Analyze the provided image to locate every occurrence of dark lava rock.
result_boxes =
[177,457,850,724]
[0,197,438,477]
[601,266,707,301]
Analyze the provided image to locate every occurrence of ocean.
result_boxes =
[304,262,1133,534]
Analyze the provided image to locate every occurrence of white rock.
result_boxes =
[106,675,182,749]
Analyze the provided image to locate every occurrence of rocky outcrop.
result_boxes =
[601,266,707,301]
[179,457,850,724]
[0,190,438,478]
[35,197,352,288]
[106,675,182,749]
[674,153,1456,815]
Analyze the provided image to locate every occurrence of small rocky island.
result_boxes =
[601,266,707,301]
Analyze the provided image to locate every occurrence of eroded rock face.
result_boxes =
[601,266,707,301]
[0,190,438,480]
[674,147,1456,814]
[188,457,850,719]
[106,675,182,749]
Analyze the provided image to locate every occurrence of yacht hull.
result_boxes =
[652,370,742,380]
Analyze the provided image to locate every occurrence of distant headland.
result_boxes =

# # # # #

Rewrite the data above as a numbered list, leaving out any blank lines.

1. Analyze the provided image to locate every occurrence of dark lava rock.
2. result_boxes =
3. [177,457,850,724]
4. [0,197,438,477]
5. [601,266,707,301]
6. Analyze the provided image to locate every occurrence of ocean.
7. result_boxes =
8. [304,262,1133,534]
9. Analyze the provided image to locate every occurrence of white rock.
10. result_boxes =
11. [106,675,182,749]
12. Analyze the provided image to locate every occurrence of rocky outcrop.
13. result_boxes =
14. [601,266,707,301]
15. [179,457,850,724]
16. [0,190,438,478]
17. [35,197,352,288]
18. [106,675,182,749]
19. [674,153,1456,815]
20. Analyze the provided image to locate every occurrence of small rocky island.
21. result_boxes =
22. [601,266,707,301]
23. Analyze the provided image to locate every occurrence of eroded rock face.
24. result_boxes =
25. [601,266,707,301]
26. [0,190,438,480]
27. [674,147,1456,814]
28. [188,457,850,719]
29. [106,675,182,749]
30. Analyze the provided image to locate every occurrence of yacht hull.
31. result_boxes =
32. [652,370,742,380]
33. Analyze the provided image to locate every occurrence of distant headland.
34. result_boxes =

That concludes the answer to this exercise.